Stored data entries
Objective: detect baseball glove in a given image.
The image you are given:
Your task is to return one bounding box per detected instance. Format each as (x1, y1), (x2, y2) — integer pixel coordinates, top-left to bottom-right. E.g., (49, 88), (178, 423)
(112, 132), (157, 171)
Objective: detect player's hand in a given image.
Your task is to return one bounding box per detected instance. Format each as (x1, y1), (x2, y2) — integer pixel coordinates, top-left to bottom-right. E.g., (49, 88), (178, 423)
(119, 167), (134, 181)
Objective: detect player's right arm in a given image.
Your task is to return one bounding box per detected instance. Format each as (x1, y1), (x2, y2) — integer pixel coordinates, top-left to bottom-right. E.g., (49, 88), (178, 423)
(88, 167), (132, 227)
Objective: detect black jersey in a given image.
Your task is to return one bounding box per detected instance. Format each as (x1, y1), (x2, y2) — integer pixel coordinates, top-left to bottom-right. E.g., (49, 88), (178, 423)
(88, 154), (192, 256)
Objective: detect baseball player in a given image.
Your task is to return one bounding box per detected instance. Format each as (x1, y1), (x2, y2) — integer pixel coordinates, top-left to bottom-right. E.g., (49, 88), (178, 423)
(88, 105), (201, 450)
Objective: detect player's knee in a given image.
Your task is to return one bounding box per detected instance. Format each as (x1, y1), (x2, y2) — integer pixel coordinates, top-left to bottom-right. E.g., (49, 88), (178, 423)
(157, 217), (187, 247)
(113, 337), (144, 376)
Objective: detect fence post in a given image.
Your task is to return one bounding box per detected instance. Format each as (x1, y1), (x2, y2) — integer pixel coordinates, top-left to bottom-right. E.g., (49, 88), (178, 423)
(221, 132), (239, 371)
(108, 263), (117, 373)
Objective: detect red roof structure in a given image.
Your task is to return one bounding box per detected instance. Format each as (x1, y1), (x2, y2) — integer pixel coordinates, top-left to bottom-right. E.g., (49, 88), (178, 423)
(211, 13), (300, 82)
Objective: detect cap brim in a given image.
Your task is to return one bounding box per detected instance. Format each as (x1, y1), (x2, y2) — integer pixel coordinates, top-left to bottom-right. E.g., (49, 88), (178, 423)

What is being asked |
Show each line of the data above that contains the string "player". Copy every matching line in full.

Result below |
Objective: detect player's hand in a given image.
Objective: detect player's right arm in a given image.
Objective: detect baseball player in a given image.
Objective: detect player's knee in a given image.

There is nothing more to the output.